Le cadre légal est nécessaire. Sera-t-il suffisant pour restaurer la confiance des consommateurs ?

M. Roland Courteau. Bonne question !

M. François Fortassin. Je considère pour ma part que la définition d'un cadre légal doit s'accompagner d'une action pédagogique forte et simple en direction des consommateurs. Aux débats de spécialistes, préférons des mesures de bon sens, qui peuvent être facilement comprises.

Permettez-moi de m'écarter un instant de l'objet de notre discussion. Serait-il déraisonnable de considérer que, dans l'optique du développement durable, on pourrait, à une échéance qu'il convient de déterminer, décider que les herbivores doivent manger de l'herbe et que les fruits et légumes doivent mûrir au soleil ? (Sourires.)

M. Dominique Mortemousque. C'est le bon sens !

Consigne donnée:
Poursuivez le débat ci-dessus sur le cadre légal et la confiance des consommateurs, à la suite de la dernière intervention.

Données fournies:
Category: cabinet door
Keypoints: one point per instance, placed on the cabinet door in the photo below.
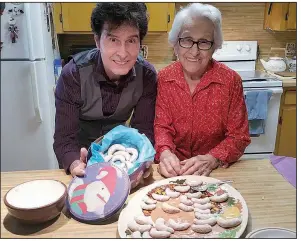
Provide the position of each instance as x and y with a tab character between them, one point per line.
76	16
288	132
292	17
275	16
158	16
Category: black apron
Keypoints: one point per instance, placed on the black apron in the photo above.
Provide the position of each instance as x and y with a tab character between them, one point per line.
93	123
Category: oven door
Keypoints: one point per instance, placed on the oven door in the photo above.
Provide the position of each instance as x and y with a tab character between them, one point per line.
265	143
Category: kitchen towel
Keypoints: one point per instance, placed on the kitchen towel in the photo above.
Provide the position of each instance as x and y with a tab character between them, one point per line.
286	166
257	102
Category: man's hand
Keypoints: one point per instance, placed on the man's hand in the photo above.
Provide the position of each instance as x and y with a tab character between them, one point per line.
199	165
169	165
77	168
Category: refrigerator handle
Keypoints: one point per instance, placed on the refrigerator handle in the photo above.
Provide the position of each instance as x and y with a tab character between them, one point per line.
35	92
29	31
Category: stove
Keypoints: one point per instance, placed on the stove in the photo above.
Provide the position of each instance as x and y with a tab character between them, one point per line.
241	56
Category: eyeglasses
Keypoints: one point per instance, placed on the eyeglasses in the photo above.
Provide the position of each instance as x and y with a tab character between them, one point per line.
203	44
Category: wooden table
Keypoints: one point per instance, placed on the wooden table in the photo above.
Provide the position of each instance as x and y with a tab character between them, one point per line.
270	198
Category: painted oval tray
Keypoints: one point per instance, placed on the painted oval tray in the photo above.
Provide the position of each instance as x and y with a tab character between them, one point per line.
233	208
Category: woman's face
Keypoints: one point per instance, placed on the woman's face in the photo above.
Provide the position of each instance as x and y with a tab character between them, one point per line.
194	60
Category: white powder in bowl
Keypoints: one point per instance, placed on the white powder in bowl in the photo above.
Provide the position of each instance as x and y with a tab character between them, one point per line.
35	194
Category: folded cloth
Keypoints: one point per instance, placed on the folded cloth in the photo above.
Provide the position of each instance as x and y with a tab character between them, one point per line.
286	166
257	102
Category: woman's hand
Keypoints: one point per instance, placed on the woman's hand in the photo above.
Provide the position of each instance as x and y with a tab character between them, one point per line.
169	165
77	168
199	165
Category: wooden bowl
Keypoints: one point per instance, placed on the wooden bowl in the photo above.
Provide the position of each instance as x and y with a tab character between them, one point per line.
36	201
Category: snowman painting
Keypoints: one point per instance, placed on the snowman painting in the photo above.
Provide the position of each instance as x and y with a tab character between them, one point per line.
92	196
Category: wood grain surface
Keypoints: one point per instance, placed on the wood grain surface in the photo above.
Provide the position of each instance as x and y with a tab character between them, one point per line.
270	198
* * *
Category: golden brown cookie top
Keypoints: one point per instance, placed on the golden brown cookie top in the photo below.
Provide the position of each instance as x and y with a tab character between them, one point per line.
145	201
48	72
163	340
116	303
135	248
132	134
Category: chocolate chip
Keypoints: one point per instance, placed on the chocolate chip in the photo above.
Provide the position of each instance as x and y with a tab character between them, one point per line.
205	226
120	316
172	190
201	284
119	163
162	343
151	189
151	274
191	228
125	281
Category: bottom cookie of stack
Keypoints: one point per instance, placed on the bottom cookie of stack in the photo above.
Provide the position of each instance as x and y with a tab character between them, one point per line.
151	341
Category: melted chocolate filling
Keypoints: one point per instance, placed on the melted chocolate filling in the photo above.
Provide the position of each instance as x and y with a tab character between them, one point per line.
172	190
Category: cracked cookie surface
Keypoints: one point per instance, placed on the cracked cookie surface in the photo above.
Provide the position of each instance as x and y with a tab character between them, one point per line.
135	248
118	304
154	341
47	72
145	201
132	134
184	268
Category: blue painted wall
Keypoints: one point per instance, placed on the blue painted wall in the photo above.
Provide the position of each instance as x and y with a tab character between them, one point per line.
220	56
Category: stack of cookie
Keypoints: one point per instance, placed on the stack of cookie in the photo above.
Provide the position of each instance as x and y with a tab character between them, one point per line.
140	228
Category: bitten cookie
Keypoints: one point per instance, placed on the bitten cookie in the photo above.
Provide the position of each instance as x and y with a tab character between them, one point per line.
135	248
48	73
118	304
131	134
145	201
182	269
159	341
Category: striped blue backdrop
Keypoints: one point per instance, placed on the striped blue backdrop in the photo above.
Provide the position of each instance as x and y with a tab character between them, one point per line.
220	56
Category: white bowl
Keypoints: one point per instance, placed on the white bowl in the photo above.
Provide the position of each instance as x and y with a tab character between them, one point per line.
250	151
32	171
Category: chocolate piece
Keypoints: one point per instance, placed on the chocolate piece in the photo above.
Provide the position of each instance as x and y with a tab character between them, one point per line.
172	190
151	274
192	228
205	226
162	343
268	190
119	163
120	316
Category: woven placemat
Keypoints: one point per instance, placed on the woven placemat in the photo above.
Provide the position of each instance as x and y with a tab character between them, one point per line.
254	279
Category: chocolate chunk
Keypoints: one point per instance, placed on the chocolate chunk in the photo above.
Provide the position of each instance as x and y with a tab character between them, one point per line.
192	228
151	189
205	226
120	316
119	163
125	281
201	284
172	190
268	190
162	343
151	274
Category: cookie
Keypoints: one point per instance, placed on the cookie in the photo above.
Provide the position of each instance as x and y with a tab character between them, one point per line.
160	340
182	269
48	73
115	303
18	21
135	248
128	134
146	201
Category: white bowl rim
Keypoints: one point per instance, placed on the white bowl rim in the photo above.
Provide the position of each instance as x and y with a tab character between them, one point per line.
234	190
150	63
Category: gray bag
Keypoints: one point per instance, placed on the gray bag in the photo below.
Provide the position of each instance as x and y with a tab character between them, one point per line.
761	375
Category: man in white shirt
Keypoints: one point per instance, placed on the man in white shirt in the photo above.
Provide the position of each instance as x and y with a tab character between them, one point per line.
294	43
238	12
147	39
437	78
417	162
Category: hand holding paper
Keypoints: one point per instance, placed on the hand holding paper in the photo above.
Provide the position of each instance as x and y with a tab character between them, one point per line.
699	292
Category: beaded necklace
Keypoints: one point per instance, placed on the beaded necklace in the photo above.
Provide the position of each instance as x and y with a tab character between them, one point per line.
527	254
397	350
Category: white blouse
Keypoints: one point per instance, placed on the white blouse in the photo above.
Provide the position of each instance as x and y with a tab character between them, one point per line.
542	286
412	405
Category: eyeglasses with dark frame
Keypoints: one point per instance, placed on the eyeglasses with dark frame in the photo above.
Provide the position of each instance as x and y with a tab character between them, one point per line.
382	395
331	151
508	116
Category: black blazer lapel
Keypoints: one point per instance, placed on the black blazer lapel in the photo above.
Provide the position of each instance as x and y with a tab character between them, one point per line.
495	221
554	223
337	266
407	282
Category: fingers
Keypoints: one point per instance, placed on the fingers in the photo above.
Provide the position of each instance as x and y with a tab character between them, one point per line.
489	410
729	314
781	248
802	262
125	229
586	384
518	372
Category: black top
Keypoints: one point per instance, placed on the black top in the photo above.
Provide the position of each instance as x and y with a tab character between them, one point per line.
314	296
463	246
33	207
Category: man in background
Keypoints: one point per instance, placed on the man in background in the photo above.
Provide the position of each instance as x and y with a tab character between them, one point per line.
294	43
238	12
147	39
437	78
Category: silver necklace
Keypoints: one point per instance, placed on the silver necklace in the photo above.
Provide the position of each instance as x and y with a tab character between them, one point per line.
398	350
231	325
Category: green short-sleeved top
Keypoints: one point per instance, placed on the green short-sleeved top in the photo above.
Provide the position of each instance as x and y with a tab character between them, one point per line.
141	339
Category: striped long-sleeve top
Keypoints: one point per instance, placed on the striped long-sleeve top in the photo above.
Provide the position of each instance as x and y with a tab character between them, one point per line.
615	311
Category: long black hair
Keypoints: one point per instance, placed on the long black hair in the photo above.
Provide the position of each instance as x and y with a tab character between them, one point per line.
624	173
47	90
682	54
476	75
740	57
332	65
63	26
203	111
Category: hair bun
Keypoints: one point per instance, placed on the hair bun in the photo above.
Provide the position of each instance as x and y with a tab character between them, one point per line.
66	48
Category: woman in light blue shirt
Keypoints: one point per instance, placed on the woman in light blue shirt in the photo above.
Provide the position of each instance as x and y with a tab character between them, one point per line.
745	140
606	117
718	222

Réponse attendue:
M. François Fortassin. De la même façon, est-il normal, lorsque l'on élève des animaux dont on mange la chair, c'est-à-dire du muscle, de les priver de mouvement, alors qu'il serait aussi simple de les élever en plein air ?

M. Jean-Marc Pastor. Dans les Pyrénées !

M. François Fortassin. Si nous posions dans le débat des principes aussi simples que le sont les réponses à ces questions simples, nous serions incontestablement en mesure de restaurer la confiance des consommateurs, surtout en ce qui concerne l'alimentation humaine.

Enfin, imposer des contraintes aux agriculteurs qui produisent des OGM, c'est normal ; pour autant, il ne faudrait pas oublier de les imposer aussi aux semenciers et aux laboratoires ! (C'est vrai ! sur les travées du groupe socialiste et du groupe CRC.)

M. Roland Courteau. Très bien !

M. François Fortassin. Et puis, je ne le cache pas, je ressens au cours de ce débat un certain malaise.

M. Jean-Marc Pastor. Un malaise naissant...

M. François Fortassin. D'abord, comment notre excellent collègue Jean-François Le Grand, qui a été désigné président de la Haute Autorité provisoire il y a quelques semaines, peut-il se trouver à ce point isolé dans son propre camp ?

M. Roland Courteau. C'est une bonne question !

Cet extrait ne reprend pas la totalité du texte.